Given request: Extract each line of the entries below that contains the string "stand". Treat the match as case-sensitive.

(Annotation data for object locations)
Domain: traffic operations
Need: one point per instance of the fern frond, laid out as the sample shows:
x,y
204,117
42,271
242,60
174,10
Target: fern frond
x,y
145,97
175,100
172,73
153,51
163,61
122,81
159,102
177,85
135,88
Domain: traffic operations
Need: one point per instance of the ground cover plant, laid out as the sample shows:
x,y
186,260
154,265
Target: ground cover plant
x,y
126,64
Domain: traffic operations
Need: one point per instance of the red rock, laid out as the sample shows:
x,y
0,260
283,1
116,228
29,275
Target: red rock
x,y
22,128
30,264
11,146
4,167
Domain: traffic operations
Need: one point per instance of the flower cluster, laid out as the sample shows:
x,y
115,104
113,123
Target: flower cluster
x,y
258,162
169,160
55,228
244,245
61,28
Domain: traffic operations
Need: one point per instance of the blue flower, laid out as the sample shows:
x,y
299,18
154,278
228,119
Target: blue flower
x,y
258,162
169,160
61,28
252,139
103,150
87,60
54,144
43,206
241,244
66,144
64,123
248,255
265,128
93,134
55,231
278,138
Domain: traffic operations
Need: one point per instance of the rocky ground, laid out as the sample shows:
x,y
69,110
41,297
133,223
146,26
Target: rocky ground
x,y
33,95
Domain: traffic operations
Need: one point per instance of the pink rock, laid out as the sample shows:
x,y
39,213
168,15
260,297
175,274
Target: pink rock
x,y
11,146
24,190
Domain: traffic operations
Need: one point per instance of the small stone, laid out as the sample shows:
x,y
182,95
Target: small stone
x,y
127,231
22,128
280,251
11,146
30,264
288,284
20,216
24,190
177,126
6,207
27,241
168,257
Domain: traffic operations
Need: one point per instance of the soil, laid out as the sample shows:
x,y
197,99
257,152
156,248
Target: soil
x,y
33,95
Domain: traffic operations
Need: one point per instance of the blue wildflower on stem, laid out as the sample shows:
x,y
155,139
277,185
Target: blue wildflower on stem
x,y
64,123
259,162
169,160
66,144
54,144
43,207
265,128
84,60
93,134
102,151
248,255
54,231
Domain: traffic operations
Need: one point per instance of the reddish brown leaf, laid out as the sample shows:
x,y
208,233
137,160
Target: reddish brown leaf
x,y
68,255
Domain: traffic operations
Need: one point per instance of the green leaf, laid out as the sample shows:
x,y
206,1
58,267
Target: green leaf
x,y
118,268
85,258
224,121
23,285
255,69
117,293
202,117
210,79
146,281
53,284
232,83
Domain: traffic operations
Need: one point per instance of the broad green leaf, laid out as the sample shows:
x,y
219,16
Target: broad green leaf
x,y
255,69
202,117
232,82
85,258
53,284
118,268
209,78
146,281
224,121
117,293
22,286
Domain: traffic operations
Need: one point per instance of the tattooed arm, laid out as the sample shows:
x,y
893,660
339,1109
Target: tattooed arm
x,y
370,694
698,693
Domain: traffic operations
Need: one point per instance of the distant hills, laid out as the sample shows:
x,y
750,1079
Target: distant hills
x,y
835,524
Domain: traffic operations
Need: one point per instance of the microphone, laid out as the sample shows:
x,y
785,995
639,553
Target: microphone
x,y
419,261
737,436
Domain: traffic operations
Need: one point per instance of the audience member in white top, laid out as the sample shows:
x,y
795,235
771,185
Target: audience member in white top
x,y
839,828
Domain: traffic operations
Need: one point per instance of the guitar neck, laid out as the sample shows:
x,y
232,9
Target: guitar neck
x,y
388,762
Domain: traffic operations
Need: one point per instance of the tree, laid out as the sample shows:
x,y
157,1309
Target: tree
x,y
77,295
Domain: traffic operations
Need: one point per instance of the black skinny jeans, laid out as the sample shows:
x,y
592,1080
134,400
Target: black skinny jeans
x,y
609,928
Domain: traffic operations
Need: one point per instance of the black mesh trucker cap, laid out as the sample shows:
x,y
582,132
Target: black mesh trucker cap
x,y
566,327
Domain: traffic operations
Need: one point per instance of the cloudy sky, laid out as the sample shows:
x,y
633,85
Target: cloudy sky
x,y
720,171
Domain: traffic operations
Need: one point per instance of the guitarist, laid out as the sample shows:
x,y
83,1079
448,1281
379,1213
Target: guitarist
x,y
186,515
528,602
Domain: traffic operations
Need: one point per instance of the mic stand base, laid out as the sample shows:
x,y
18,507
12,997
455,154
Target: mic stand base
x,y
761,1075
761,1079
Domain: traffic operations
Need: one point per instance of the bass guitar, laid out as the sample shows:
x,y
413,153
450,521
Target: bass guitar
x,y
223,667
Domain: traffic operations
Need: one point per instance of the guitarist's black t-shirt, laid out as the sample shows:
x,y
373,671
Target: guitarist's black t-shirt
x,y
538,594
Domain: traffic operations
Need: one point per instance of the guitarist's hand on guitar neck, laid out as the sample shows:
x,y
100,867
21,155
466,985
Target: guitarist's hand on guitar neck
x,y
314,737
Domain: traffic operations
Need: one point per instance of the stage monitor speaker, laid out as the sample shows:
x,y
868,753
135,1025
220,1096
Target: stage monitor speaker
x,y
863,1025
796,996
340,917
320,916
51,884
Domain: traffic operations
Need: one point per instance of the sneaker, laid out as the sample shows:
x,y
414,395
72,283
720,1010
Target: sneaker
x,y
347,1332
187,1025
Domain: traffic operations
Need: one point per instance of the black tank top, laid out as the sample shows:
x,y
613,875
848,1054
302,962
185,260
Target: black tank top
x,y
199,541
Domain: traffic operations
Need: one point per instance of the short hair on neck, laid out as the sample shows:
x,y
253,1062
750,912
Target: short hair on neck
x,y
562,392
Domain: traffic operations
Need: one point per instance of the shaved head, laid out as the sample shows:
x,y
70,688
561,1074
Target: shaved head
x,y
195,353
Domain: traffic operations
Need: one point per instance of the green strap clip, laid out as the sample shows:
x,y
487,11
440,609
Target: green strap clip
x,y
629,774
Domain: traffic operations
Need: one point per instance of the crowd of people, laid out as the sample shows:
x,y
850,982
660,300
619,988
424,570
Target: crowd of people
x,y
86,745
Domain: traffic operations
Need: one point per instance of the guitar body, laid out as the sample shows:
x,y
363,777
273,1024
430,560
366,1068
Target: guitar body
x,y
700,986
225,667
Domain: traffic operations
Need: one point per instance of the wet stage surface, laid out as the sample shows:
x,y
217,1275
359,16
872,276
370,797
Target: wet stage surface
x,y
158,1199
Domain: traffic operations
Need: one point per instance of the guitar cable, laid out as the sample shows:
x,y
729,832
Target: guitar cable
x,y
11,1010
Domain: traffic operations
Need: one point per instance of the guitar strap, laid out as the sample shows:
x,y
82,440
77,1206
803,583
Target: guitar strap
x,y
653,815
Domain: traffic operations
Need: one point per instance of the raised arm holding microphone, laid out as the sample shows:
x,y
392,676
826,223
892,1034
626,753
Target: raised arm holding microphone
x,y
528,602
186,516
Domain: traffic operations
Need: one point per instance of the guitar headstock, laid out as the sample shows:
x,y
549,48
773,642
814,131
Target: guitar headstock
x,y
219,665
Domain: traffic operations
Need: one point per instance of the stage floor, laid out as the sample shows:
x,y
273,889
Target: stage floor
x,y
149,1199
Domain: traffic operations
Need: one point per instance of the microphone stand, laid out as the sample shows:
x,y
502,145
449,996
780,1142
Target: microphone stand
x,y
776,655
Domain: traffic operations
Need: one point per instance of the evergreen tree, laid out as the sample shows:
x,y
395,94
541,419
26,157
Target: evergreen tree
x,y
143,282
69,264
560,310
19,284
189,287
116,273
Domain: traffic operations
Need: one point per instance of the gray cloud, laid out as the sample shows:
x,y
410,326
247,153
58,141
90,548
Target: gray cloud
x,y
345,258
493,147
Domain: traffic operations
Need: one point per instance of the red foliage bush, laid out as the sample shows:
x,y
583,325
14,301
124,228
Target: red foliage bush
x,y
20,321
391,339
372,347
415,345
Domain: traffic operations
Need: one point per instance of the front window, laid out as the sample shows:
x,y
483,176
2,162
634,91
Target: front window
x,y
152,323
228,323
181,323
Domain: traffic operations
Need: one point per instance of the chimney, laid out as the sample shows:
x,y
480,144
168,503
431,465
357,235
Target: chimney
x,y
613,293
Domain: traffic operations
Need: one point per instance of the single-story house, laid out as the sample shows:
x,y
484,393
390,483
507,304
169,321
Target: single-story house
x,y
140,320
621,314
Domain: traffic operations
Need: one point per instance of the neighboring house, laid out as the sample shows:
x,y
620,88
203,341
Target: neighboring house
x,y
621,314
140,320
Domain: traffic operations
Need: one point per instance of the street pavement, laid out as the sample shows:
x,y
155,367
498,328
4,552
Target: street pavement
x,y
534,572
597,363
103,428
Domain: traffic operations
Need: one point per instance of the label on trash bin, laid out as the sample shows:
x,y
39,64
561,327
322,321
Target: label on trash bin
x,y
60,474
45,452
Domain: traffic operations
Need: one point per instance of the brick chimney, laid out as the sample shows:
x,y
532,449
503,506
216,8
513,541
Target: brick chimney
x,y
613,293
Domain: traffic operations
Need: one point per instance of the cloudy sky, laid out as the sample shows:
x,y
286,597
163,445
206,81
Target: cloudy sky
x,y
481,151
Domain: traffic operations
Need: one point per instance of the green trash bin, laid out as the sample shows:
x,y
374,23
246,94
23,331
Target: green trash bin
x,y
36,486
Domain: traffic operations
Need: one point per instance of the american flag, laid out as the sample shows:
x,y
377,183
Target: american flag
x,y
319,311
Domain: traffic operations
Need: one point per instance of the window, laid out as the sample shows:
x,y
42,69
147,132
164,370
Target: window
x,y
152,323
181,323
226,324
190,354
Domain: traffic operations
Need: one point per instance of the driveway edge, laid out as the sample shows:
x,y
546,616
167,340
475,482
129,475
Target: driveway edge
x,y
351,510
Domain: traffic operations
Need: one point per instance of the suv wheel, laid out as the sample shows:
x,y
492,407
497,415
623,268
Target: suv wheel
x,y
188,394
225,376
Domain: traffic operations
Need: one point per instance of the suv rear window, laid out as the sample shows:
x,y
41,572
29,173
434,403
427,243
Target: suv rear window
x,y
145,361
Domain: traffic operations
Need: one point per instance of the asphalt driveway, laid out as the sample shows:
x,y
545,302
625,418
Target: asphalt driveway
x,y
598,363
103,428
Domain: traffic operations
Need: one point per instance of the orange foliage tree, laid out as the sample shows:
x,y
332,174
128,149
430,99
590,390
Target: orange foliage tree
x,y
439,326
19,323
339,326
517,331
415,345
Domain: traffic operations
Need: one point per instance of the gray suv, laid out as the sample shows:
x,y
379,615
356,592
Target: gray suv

Finished task:
Need: one point per instance of the mic stand base, laid out as the sample shows:
Target: mic stand base
Need: one point per instance of the microphone stand, laid out as the sample shows:
Target: microphone stand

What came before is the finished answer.